## Extract to read
_ _ _ _ _

I’ve even been kindly provided with examples of the circumstances when it can be used:

“Just pulling off now – oh matron…”

Text message from Dr B., on a train leaving the station

“—charges of witness tampering” Oooh matron!

Text message from Ian

So far, so good. Then I was faced with another challenge, that is pronouncing “Ooh matron” with just the right intonation and nasal quality. And this is where I inevitably fail and never get it quite right.

I’ve searched the web for a decent soundbite but not even this page has one – the “Oh matron” on the list is not the right one.

idle

Now that I’ve got a bit of time on my hands, I can do stuff that until last Friday was a rare privilege, such as trekking all the way to Ikea purely to have a hot-dog, or visiting the gym without fighting for space because the only people there are a couple of bored housewives shaking their cellulite on the treadmill.

Or spraying myself with self-tan lotion and letting it dry naturally without rubbing it in, just to see what the outcome would be.

The result? I looked like a zebra and I had to exfoliate sandpaper myself down with a Brillo pad.

oval

Psss… you like see hookers strip yes?

Tomorrow (Friday) night at GrowlHouse, the Kings Cross Steelers (the UK’s first gay rugby team) take their kit off to raise money for the lads.

They are also planning their 2004 calendar (hello? It’s almost June you know). In the photographer’s words, the calendar will be

“taking its terms of reference as the stylisation of the French Team Calendar, and the aggression of the English Team Calendar

Oh yes.

eggs

A man is making an omelette while his partner is on her knees giving him head – as you do.

He flips the omelette but fails to catch it in the pan. The scorching omelette lands on his partner’s back. His partner’s reaction is to bite hard. The man’s reaction to the bite is to slam the pan on his partner’s head.

This is what emerged when an Italian couple went to A&E with a burned back, a concussed head and bitten bits.

_ _ _ _ _

## Tasks and exercises
1: Convert the records from the line containing "Could you spot the green" through the line containing "Query: green tree foliage", both lines included, into a JSON list of strings with one string per line, omitting blank lines and leaving out the pictures.
2: Carry on the blog excerpt from the point at which it stops.

## Entries supplied
_ _ _ _ _

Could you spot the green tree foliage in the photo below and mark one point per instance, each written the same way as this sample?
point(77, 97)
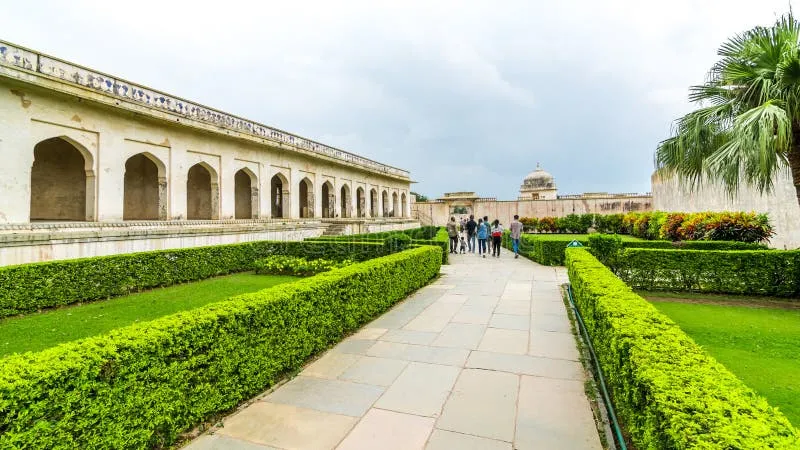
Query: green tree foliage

_ _ _ _ _

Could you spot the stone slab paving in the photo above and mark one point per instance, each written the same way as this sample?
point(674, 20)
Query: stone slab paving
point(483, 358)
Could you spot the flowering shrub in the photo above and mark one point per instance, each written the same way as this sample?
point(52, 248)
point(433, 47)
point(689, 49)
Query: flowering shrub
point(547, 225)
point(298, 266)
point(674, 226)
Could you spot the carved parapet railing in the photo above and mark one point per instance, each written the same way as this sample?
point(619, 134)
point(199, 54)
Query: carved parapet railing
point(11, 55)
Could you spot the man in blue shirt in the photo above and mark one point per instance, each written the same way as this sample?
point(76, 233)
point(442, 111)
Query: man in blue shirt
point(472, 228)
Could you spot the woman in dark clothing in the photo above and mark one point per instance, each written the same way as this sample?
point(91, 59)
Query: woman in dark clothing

_ _ _ _ _

## Answers to each task
1:
[
  "Could you spot the green tree foliage in the photo below and mark one point per instance, each written the same way as this sample?",
  "point(77, 97)",
  "Query: green tree foliage"
]

2:
over

Two years of full-time drama school and still I cannot give a proper speech if my life depended on it: I don’t project well enough and frankly, I get all emotional and I start blabbering.

This is why yesterday, when the people I worked with for the past three and a half months gathered round my desk, gave me a Goodbye and Good Luck card and burst into applause, I almost did a Gwyneth.

It’s a good thing that, unlike the temp that finished two weeks ago, this time the agency remembered to let me know that my contract was ending.

nick

Does anybody want a used pink highlighter?

A set of fourteen slighly bent paperclips?

A consultancy-firm-sponsored orange mug with three-month-old tea stains?

No? Nothing?

Come on, it’s my last day at work today and if I feel that I don’t pilfer something my Italian passport will spontaneously combust out of shame.

You can take the boy out of Italy…

baby

Blogging birthday bonus: a picture of me around the same age as this blog is today.

Baby Bitful

I shall have to ask my mother to confirm it, but I think I’m still wearing the same red scarf these days.

They don’t make them anymore as they used to, do they?

fees

Movable Type (the cogs behind Bitful since last July) has just announced the licence pricing scheme for the release of v 3.0 Developer Edition.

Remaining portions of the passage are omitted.